**Provided passage:**
★ ★ ★ ★ ★ ★ ★

## Prediction of Density of States (DOS) using Partial Radial Distribution Function (PRDF) 

We want to study the accuracy and time performance of the featurizations used in [Schutt et al paper](https://journals.aps.org/prb/abstract/10.1103/PhysRevB.89.205118). Here in part 1, we load some inorganic crystal compounds with maximum 6 atoms per unit cell and compute the features. 

### Importing packages 

In [None]:
import numpy as np
import pandas as pd
import pymatgen as pmg

from pymatgen.core.molecular_orbitals import MolecularOrbitals
from pymatgen import MPRester

from matminer.data_retrieval.retrieve_MP import MPDataRetrieval
from matminer.utils.conversions import dict_to_object, str_to_composition
from matminer.featurizers.composition import AtomicOrbitals
from matminer.featurizers.structure import PartialRadialDistributionFunction 

from matminer.utils.data_files.deml_elementdata import atom_num

### Loading dataset 

In [None]:
mp = MPDataRetrieval(api_key='T6QzrvW8J07u4L2O')

Getting all dataset with less than 6 atoms per unit primitive cell

In [None]:
%%time
data = mp.get_dataframe(criteria={"nsites": {"$lte": 6}},
                        properties=["pretty_formula", "structure"])
print ("Shape of retrieved data: ", data.shape)

In [None]:
data.head(1)

In [None]:
data.reset_index(inplace=True)

Drop duplicate compounds

In [None]:
data = data.drop_duplicates(subset=['pretty_formula'])
print ("Current shape of data: ", data.shape)

Convert structure to pymatgen structure object

In [None]:
data['structure_obj'] = dict_to_object(data['structure'])

Convert formula to pymatgen composition object

In [None]:
data['composition_obj'] = str_to_composition(data['pretty_formula'])

Compute orbitals occupied and set f orbital compounds to NaN.

In [None]:
data['max_atom_num'] = data['composition_obj'].apply(lambda x: max(atom_num[str(i)] for i in x))

★ ★ ★ ★ ★ ★ ★

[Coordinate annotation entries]
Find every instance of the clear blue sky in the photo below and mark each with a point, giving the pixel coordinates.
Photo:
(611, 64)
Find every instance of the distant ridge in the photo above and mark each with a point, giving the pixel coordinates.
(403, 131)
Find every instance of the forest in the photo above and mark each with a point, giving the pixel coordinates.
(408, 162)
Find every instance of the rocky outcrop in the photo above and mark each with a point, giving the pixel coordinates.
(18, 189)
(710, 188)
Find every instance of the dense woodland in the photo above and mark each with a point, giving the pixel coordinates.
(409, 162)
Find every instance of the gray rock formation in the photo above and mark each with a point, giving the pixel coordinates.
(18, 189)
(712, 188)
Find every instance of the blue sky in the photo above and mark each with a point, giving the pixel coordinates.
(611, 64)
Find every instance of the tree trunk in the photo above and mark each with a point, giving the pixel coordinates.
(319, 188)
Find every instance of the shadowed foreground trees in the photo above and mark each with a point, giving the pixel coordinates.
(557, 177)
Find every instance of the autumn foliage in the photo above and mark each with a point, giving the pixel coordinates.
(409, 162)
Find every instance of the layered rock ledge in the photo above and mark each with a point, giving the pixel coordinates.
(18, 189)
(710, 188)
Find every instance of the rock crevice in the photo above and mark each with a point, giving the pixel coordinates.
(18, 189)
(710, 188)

★ ★ ★ ★ ★ ★ ★

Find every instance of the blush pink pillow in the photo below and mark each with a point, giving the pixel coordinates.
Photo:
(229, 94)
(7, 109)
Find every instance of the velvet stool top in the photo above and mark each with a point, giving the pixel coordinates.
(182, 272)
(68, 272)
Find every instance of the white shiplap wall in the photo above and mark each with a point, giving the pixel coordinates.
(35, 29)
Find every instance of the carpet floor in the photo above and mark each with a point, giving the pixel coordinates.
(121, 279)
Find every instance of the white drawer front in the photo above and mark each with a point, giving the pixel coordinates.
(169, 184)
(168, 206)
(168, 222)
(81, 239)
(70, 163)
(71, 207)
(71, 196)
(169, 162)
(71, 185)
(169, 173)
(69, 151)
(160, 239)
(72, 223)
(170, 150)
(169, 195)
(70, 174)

★ ★ ★ ★ ★ ★ ★

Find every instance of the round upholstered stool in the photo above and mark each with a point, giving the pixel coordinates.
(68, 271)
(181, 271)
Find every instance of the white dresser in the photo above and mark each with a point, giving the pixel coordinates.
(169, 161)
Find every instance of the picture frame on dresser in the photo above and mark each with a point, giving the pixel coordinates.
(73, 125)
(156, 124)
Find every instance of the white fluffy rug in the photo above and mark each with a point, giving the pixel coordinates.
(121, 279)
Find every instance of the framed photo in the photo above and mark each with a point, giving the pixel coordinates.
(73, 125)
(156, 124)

★ ★ ★ ★ ★ ★ ★

**Challenge 1:**
Answer these questions about the density-of-states notebook:
(a) The featurizations of which paper does the study examine?
(b) Which two properties are requested when the dataframe is retrieved?
(c) Which column serves as the subset when duplicate compounds are dropped?
**Challenge 2:** Carry on the density-of-states notebook from its last line of code.

**Response 1:**
(a) The Schutt et al paper.
(b) "pretty_formula" and "structure".
(c) 'pretty_formula'.

**Response 2:**
In [None]:
def orbital_partition(x):
    if (x <= 20):
        return 'sp'
    elif (x > 20 and x < 70):
        return 'spd'
    else:
        return np.nan
    
data['max_orbital'] = data['max_atom_num'].apply(orbital_partition)

Drop compounds with f orbital

In [None]:
data.dropna(subset=['max_orbital'], inplace=True)

In [None]:
print ("Shape of data: ", data.shape)

Get DOS data of materials using MPRester

In [None]:
%%time
mprester = MPRester(api_key='T6QzrvW8J07u4L2O')
def get_dos(id):
    try:
        return mprester.get_dos_by_material_id(id)
    except:
        return np.nan

data['dos_obj'] = data['material_id'].apply(get_dos)

Drop data without Complete DOS value

In [None]:
data = data.dropna(subset=['dos_obj']).reset_index(drop=True)
print ("Shape of data: ", data.shape)

Compute DOS using matminer DOSFeaturizer

In [None]:
def compute_dos(dos):
    try:
        total_density = sum(dos.densities.values()) #sum over both spins, if present
        min_index = np.argmin(abs(dos.energies - dos.efermi))
        return total_density[min_index] # returns states/eV/_unit_cell_
    except:
        return np.nan

In [None]:
data['dos'] = data['dos_obj'].apply(compute_dos)

`compute_dos` returns DOS in unit $states/eV/unit\_cell$. Here, we divide the DOS by volume of its structure to get $states/eV/A^3$.

In [None]:
data['volume'] = data['structure_obj'].apply(lambda x: x.volume)
data['dos'] = np.true_divide(data['dos'], data['volume'])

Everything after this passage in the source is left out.